Data entries start

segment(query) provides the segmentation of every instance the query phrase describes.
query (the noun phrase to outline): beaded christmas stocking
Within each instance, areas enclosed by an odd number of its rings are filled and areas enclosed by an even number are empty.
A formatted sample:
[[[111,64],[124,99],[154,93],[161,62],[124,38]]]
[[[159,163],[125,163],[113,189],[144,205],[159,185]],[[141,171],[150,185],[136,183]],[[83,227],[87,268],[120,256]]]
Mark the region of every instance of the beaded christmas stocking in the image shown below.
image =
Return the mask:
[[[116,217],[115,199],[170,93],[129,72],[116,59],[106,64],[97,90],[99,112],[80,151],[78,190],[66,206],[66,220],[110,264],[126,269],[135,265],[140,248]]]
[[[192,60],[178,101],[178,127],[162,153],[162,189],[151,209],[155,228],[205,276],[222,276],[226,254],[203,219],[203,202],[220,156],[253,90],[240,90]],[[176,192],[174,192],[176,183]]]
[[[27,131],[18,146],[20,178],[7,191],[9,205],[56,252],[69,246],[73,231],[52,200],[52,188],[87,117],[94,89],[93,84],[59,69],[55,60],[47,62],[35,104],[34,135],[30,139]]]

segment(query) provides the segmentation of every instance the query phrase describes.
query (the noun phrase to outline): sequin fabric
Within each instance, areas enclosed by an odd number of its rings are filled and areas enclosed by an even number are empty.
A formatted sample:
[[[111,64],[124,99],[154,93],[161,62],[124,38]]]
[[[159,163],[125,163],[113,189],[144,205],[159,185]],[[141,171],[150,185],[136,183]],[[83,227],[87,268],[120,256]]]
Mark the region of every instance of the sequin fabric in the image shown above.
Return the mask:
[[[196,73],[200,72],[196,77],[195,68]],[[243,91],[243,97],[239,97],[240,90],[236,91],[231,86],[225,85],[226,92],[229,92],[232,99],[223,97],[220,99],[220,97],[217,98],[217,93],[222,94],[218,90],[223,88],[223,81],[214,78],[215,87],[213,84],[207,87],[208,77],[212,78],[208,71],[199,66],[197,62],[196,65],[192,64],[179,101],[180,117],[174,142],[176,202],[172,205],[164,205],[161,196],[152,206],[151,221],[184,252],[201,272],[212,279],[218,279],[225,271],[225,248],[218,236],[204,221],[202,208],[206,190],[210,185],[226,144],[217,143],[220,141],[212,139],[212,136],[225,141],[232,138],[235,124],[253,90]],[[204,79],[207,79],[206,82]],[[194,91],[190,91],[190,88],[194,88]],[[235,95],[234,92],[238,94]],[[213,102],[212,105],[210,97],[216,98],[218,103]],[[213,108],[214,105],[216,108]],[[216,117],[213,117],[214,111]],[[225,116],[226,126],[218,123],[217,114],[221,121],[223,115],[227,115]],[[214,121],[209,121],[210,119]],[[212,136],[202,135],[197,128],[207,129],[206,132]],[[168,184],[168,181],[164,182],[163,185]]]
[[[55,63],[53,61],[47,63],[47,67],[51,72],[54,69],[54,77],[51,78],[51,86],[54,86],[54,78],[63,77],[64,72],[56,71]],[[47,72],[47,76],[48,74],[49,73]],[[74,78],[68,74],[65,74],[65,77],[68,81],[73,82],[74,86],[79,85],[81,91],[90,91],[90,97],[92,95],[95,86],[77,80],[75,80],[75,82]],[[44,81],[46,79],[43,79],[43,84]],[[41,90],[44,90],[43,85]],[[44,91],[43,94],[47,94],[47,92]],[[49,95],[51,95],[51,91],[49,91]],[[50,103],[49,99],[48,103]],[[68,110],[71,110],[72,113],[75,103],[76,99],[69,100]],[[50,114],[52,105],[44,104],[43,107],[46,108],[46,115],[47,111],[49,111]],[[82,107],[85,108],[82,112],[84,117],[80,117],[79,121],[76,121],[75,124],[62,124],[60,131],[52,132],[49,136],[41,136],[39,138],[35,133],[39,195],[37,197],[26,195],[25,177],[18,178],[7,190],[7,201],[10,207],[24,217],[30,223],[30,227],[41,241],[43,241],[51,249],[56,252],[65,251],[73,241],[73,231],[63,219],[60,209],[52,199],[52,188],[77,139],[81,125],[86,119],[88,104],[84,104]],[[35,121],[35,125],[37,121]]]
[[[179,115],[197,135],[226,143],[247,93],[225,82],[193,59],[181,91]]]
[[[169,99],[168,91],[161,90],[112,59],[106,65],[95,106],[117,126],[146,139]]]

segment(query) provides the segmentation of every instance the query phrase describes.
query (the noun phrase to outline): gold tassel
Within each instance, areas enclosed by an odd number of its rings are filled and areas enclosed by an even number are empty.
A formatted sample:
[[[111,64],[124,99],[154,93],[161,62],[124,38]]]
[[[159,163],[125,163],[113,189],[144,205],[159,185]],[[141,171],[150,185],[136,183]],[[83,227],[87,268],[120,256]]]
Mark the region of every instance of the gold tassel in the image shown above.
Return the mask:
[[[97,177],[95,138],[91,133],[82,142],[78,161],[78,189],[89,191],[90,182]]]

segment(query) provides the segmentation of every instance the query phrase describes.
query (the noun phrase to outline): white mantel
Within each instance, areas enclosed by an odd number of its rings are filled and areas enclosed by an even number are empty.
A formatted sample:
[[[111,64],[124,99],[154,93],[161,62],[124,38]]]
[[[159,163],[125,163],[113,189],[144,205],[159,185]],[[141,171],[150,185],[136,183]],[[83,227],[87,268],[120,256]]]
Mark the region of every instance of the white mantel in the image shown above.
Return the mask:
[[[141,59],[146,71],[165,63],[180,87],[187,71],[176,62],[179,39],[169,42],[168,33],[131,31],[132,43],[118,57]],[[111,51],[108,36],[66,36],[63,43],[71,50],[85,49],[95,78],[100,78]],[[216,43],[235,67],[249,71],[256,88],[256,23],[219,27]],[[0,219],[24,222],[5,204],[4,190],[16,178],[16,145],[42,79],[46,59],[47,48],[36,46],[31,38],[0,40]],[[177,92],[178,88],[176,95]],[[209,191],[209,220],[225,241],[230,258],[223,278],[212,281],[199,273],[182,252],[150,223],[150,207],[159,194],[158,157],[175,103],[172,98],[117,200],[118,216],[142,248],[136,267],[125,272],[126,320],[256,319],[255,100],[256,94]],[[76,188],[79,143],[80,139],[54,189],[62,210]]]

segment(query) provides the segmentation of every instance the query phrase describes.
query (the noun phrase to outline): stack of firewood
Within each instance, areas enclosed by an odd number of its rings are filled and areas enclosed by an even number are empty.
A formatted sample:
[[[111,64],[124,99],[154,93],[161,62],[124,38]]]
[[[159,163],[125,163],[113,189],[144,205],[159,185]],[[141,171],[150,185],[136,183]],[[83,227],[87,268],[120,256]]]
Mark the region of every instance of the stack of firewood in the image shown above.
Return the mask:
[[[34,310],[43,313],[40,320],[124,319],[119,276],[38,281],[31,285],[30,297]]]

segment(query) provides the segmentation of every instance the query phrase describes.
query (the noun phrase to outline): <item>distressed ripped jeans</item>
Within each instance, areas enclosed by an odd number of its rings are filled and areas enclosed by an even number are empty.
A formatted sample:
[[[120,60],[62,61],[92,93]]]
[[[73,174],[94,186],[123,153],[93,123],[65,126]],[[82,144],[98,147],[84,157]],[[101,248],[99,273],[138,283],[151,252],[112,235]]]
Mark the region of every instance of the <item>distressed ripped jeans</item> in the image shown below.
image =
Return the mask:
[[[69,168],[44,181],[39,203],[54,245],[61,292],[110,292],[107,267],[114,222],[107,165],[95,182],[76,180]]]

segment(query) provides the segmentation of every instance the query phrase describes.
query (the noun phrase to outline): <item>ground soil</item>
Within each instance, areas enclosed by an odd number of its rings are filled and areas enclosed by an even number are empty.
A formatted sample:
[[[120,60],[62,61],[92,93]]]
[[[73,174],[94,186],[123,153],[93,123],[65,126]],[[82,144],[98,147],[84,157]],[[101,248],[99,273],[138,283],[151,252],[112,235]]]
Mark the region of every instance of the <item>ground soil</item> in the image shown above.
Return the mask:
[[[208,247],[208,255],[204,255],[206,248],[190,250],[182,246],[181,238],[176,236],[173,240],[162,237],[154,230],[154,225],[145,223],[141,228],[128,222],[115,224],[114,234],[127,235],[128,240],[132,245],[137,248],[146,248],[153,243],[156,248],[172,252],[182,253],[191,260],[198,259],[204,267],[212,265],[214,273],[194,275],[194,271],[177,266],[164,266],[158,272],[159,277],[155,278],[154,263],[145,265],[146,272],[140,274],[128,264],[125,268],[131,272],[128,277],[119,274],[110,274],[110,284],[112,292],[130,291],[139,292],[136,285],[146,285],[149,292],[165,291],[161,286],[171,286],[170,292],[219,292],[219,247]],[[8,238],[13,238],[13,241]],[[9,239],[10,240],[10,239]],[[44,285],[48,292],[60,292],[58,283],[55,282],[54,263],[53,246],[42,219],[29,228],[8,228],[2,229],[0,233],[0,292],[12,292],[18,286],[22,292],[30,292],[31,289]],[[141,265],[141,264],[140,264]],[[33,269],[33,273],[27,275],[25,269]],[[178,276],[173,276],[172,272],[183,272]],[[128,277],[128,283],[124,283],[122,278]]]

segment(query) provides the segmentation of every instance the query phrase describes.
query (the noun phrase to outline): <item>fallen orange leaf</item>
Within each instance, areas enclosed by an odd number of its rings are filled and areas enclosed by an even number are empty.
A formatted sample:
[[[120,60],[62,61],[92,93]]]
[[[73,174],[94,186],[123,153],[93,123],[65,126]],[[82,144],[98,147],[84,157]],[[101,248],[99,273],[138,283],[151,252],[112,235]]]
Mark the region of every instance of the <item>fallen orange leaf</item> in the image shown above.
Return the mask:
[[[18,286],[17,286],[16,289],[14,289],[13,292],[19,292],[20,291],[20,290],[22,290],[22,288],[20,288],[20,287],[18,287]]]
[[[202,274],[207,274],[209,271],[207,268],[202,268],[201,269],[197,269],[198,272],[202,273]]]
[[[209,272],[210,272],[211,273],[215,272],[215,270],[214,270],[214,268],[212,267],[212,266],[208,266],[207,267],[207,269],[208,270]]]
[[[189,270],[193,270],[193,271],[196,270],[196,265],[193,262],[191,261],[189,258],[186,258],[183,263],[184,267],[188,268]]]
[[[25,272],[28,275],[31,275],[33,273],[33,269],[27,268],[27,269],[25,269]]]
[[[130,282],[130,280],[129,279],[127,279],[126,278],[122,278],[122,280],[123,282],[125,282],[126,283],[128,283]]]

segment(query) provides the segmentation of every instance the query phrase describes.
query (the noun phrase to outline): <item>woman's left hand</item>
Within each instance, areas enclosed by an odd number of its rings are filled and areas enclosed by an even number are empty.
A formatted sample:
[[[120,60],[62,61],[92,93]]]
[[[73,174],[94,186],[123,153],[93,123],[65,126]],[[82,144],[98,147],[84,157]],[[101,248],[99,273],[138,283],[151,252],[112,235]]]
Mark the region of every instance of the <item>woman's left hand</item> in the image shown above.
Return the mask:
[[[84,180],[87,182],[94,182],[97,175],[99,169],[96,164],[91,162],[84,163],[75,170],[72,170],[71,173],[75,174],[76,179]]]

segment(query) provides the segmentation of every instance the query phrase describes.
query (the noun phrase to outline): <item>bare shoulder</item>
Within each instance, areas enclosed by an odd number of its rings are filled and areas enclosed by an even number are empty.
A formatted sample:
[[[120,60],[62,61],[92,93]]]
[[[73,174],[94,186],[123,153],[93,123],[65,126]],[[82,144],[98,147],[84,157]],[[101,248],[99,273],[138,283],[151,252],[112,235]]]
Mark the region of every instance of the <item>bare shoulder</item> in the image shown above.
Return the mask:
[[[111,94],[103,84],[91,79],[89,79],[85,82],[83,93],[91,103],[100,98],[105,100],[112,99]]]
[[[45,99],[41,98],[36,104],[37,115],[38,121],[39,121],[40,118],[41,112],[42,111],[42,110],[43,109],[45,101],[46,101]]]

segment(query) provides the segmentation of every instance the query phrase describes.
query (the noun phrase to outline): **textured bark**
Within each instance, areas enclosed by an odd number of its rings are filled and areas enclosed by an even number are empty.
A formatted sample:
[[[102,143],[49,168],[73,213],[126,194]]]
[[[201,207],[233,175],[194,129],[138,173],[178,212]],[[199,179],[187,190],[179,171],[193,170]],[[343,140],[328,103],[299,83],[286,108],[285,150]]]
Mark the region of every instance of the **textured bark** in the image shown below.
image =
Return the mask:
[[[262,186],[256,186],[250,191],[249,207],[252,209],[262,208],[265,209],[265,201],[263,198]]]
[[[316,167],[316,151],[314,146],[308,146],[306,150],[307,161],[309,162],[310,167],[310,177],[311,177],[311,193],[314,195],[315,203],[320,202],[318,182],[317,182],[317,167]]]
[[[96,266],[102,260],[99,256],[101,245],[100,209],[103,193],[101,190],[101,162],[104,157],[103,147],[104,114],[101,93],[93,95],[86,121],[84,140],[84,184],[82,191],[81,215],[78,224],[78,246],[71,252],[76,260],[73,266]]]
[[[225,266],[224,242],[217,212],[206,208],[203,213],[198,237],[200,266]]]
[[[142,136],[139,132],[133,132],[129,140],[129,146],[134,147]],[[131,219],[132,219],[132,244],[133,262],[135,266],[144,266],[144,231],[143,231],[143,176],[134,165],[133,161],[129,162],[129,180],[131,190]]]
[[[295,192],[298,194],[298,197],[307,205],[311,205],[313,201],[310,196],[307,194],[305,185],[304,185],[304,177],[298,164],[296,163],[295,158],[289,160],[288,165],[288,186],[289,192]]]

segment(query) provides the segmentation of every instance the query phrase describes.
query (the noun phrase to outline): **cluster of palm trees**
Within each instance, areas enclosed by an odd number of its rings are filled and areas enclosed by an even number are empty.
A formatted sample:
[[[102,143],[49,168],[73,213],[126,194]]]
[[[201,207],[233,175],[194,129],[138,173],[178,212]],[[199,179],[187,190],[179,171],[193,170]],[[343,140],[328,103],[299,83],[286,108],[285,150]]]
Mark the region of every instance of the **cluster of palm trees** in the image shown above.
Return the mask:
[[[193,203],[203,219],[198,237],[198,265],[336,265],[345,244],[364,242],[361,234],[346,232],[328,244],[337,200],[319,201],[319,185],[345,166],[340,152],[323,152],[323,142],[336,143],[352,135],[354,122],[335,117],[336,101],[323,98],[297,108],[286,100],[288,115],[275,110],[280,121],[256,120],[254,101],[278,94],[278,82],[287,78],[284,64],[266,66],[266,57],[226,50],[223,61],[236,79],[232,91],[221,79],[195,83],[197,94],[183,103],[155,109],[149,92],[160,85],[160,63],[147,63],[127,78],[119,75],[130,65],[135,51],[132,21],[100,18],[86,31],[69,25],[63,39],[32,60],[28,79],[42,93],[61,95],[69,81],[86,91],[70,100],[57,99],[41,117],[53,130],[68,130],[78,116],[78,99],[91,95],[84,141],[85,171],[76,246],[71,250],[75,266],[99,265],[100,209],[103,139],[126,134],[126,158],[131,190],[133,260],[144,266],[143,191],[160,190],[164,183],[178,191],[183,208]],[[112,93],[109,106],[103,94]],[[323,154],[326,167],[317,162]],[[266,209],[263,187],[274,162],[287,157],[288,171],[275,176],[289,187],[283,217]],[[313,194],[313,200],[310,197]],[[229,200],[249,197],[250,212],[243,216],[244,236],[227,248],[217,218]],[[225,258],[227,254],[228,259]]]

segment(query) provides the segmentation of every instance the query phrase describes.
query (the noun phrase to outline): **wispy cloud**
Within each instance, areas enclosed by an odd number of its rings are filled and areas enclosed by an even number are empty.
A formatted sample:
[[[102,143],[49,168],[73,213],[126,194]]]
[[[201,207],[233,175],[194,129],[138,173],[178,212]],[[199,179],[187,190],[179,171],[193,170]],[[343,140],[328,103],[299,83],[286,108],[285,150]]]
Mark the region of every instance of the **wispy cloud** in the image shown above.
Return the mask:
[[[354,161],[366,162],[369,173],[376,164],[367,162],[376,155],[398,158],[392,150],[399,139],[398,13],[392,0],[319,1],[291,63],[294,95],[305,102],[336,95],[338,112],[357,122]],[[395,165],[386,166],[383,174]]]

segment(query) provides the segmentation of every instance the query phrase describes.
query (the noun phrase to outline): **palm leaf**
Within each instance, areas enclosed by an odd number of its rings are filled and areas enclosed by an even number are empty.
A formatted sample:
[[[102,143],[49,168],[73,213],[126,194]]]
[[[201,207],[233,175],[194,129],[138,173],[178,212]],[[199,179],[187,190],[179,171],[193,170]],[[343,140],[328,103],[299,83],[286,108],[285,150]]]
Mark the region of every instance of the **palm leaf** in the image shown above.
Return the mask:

Data entries end

Gather every line of the records that contains the word "sequin" and copy each one out in full.

[Response below]:
query (the noun phrase to outline): sequin fabric
Mark the region of every instance of the sequin fabric in the image shown above.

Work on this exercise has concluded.